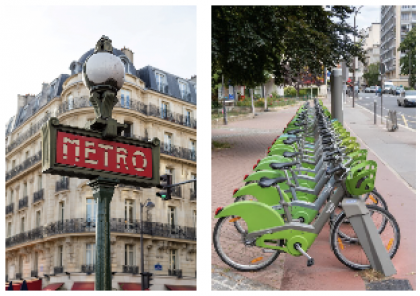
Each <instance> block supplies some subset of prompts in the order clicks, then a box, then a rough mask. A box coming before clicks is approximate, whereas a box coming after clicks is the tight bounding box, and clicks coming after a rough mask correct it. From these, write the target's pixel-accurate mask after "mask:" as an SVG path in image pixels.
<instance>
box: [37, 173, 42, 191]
mask: <svg viewBox="0 0 420 296" xmlns="http://www.w3.org/2000/svg"><path fill="white" fill-rule="evenodd" d="M41 189H42V175H39V176H38V190H41Z"/></svg>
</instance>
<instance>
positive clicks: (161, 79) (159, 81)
mask: <svg viewBox="0 0 420 296" xmlns="http://www.w3.org/2000/svg"><path fill="white" fill-rule="evenodd" d="M155 77H156V88H157V90H158V91H160V92H163V93H168V83H167V82H166V76H165V75H164V74H162V73H158V72H155Z"/></svg>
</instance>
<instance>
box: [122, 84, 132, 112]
mask: <svg viewBox="0 0 420 296" xmlns="http://www.w3.org/2000/svg"><path fill="white" fill-rule="evenodd" d="M130 96H131V94H130V91H128V90H124V89H122V90H121V107H122V108H130Z"/></svg>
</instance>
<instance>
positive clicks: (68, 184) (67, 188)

==========

課題文 >>
上のレコードの全行を、空行を除いて、行番号を入れる「番号」列と行そのものを入れる「行」列からなるMarkdownの表に変換すること。画像は解答に含めないこと。

記述解答 >>
| 番号 | 行 |
|---|---|
| 1 | Each <instance> block supplies some subset of prompts in the order clicks, then a box, then a rough mask. A box coming before clicks is approximate, whereas a box coming after clicks is the tight bounding box, and clicks coming after a rough mask correct it. From these, write the target's pixel-accurate mask after "mask:" as an SVG path in image pixels. |
| 2 | <instance> |
| 3 | box: [37, 173, 42, 191] |
| 4 | mask: <svg viewBox="0 0 420 296" xmlns="http://www.w3.org/2000/svg"><path fill="white" fill-rule="evenodd" d="M41 189H42V175H39V176H38V190H41Z"/></svg> |
| 5 | </instance> |
| 6 | <instance> |
| 7 | positive clicks: (161, 79) (159, 81) |
| 8 | mask: <svg viewBox="0 0 420 296" xmlns="http://www.w3.org/2000/svg"><path fill="white" fill-rule="evenodd" d="M155 77H156V88H157V90H158V91H160V92H163V93H168V83H167V82H166V76H165V75H164V74H162V73H158V72H155Z"/></svg> |
| 9 | </instance> |
| 10 | <instance> |
| 11 | box: [122, 84, 132, 112] |
| 12 | mask: <svg viewBox="0 0 420 296" xmlns="http://www.w3.org/2000/svg"><path fill="white" fill-rule="evenodd" d="M130 96H131V94H130V91H128V90H124V89H122V90H121V107H122V108H130Z"/></svg> |
| 13 | </instance> |
| 14 | <instance> |
| 15 | positive clicks: (68, 184) (67, 188) |